Goal | Locate every line of the data below that contains the word "awning", and copy each such line in full.

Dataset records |

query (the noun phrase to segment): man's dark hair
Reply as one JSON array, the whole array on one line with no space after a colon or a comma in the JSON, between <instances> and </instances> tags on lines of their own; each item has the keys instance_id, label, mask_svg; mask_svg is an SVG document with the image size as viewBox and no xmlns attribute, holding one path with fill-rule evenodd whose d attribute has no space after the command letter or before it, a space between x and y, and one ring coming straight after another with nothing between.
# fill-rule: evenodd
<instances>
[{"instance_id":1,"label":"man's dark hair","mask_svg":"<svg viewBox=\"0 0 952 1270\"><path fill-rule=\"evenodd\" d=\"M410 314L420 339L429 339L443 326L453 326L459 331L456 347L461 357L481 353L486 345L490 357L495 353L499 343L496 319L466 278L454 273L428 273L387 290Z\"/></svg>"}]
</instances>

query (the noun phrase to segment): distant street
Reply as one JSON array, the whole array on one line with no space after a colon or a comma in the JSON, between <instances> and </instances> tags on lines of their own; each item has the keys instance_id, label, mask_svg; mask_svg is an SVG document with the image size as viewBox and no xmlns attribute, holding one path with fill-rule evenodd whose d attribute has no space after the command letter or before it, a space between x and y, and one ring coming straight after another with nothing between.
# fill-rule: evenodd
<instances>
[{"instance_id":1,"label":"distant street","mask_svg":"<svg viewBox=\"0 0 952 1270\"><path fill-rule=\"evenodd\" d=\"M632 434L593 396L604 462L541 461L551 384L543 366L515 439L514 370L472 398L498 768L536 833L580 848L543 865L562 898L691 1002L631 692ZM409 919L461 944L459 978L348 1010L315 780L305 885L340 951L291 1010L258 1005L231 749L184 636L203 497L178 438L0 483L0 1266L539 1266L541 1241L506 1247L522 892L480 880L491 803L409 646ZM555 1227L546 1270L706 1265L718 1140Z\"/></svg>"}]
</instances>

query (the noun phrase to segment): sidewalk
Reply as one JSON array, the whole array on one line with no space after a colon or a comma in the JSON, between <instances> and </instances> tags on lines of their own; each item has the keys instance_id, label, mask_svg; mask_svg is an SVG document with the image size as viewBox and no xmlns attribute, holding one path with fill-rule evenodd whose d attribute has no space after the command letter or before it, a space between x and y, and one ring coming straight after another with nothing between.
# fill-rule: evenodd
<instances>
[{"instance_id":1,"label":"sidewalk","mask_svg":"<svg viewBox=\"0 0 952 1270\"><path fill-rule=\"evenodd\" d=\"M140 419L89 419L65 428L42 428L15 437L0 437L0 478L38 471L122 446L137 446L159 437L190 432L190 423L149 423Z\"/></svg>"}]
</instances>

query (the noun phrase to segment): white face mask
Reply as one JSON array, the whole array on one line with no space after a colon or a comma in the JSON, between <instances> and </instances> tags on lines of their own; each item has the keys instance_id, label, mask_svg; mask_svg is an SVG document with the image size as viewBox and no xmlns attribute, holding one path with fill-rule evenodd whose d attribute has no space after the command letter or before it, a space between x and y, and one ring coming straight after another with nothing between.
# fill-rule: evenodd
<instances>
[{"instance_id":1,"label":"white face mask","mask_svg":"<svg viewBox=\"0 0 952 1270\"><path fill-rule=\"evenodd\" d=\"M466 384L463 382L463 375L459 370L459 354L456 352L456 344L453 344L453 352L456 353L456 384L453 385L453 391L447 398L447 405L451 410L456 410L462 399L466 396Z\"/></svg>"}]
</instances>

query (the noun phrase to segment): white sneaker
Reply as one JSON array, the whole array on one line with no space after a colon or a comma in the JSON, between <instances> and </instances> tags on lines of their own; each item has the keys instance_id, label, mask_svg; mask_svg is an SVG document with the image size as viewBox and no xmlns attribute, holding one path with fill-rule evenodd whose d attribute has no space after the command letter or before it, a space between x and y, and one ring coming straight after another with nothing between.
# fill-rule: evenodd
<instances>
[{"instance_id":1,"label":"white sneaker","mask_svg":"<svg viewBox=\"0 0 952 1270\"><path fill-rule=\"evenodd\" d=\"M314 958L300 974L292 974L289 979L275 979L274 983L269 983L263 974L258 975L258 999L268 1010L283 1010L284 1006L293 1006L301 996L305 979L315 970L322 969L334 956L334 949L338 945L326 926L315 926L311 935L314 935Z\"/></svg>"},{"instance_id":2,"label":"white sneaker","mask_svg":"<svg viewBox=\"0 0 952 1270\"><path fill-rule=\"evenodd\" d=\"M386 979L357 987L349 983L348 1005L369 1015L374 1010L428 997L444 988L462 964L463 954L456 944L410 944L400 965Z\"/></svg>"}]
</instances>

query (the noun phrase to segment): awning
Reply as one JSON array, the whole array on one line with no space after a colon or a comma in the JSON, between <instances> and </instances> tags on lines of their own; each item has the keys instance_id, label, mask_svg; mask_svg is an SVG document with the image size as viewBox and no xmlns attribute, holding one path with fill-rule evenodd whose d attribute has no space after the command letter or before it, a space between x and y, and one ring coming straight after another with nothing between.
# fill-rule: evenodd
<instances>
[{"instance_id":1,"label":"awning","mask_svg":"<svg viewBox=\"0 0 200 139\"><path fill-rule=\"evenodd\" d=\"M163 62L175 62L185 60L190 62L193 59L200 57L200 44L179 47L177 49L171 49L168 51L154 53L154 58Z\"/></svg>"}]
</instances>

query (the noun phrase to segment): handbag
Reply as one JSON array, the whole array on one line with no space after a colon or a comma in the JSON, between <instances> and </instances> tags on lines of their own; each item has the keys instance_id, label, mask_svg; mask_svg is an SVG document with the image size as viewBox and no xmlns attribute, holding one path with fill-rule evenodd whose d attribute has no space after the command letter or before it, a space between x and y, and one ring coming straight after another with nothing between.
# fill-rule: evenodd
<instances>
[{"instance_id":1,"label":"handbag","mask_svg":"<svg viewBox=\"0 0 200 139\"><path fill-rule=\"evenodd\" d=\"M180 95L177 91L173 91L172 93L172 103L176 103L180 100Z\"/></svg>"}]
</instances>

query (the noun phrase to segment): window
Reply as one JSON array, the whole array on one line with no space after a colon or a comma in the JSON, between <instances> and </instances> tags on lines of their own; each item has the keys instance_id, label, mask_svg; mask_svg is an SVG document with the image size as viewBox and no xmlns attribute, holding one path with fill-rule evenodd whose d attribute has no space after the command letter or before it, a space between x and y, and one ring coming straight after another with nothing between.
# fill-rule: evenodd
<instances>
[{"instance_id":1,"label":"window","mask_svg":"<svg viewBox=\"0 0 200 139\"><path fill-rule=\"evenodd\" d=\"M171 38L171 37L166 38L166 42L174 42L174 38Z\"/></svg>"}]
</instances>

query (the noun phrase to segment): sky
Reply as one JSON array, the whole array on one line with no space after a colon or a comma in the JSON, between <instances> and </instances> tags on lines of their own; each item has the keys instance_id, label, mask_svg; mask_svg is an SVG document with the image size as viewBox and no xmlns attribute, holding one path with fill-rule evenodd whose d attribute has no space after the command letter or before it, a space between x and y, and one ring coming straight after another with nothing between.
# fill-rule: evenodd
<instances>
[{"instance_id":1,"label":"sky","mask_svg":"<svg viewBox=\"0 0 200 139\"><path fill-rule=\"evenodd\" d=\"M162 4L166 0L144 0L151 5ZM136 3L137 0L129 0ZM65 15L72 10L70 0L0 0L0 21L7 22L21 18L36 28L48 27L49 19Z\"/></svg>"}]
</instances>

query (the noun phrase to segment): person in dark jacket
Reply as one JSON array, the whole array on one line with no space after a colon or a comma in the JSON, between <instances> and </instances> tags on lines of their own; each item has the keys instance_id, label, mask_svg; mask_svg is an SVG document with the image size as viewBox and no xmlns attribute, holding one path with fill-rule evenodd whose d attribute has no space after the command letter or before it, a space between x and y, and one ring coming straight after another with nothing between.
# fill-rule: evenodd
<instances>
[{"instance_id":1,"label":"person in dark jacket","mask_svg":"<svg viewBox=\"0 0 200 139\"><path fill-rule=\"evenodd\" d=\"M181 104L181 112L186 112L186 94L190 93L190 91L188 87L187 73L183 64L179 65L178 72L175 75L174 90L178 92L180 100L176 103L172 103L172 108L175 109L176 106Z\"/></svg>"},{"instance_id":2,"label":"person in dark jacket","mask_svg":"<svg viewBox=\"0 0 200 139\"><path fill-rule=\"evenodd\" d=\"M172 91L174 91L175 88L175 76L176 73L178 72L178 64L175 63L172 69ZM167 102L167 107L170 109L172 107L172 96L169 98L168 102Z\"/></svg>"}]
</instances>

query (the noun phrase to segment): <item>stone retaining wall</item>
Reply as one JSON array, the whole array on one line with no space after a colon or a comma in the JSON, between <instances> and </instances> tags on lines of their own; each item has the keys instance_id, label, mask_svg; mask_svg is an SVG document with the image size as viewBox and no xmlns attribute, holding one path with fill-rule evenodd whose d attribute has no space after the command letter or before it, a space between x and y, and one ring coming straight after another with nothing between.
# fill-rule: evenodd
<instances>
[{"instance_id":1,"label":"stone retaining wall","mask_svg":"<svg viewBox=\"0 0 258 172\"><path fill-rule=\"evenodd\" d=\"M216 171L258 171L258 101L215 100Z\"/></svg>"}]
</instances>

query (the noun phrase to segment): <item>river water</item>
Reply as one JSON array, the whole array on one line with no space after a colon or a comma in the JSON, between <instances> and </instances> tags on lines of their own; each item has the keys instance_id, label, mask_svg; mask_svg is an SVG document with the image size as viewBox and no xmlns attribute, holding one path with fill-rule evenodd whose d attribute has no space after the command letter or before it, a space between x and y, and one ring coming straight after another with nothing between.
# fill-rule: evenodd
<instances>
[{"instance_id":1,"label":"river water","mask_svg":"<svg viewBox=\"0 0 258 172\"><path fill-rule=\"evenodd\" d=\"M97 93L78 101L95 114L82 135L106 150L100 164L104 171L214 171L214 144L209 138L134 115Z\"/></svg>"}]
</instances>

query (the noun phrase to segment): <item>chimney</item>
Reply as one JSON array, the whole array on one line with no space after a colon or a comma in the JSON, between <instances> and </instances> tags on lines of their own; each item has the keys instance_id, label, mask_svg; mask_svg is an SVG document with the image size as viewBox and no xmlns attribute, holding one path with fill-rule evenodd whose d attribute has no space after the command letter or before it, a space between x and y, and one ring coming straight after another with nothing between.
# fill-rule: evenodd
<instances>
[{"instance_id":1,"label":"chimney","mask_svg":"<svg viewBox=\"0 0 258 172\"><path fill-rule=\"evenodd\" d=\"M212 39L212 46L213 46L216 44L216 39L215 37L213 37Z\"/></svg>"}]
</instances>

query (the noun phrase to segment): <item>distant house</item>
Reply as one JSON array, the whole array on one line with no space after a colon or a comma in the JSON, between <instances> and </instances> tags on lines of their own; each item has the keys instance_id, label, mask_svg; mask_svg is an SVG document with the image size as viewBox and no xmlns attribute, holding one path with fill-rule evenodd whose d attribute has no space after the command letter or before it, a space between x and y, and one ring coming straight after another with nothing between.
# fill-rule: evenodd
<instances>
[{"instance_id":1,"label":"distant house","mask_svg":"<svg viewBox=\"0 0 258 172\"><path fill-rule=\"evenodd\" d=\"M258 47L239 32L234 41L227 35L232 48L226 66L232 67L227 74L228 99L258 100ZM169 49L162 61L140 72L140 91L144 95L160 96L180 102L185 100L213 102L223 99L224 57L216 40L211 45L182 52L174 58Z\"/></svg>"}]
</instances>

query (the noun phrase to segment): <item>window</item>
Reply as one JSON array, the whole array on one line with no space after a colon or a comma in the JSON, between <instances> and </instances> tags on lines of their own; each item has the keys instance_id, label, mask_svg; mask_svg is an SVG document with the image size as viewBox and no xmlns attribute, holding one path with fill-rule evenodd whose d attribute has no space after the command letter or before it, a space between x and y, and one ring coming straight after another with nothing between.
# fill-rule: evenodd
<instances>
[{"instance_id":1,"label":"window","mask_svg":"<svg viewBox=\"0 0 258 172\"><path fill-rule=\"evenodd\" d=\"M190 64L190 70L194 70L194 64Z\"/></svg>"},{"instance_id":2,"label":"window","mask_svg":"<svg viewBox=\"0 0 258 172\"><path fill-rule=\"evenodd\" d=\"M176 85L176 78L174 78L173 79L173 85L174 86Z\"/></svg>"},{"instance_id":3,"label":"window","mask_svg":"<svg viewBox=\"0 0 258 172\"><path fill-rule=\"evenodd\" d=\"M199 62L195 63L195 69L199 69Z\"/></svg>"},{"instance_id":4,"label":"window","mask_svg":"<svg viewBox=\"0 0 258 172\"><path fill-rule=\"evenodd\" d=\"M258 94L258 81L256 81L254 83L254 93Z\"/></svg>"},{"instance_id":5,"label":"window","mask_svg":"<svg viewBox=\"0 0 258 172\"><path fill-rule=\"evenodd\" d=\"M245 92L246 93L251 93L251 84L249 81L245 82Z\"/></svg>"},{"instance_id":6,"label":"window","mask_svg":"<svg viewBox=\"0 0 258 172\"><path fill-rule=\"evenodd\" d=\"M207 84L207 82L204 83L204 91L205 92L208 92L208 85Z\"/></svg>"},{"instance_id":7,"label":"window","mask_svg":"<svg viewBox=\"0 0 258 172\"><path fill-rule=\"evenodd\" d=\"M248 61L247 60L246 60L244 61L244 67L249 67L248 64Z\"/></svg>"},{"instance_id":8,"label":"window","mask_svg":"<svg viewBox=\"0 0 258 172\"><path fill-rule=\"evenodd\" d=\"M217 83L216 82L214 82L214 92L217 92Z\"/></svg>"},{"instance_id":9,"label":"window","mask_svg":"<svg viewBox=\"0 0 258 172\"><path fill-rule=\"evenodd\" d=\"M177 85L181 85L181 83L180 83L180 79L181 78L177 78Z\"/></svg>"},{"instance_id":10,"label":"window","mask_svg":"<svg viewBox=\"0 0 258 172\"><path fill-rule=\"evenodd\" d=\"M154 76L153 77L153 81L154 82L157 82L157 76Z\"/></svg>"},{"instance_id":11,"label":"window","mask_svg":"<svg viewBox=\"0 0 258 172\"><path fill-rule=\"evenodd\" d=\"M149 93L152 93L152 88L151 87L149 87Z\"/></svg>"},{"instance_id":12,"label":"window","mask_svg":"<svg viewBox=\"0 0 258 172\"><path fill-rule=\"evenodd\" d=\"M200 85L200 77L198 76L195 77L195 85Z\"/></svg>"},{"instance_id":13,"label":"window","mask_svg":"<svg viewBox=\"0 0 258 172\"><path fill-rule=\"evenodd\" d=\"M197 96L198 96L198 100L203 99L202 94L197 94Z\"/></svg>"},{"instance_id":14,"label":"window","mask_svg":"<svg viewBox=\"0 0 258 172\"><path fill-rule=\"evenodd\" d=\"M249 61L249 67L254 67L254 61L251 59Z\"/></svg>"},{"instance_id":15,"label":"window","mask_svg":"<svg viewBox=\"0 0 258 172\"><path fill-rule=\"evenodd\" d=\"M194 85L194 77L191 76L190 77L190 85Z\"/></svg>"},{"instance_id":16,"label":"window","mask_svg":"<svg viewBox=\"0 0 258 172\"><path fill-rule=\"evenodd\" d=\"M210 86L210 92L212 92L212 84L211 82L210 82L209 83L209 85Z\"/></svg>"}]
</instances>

Expected answer |
query (the noun phrase to segment): awning
[{"instance_id":1,"label":"awning","mask_svg":"<svg viewBox=\"0 0 200 139\"><path fill-rule=\"evenodd\" d=\"M163 62L175 62L185 60L190 62L193 59L200 57L200 44L179 47L177 49L171 49L168 51L154 53L154 58Z\"/></svg>"}]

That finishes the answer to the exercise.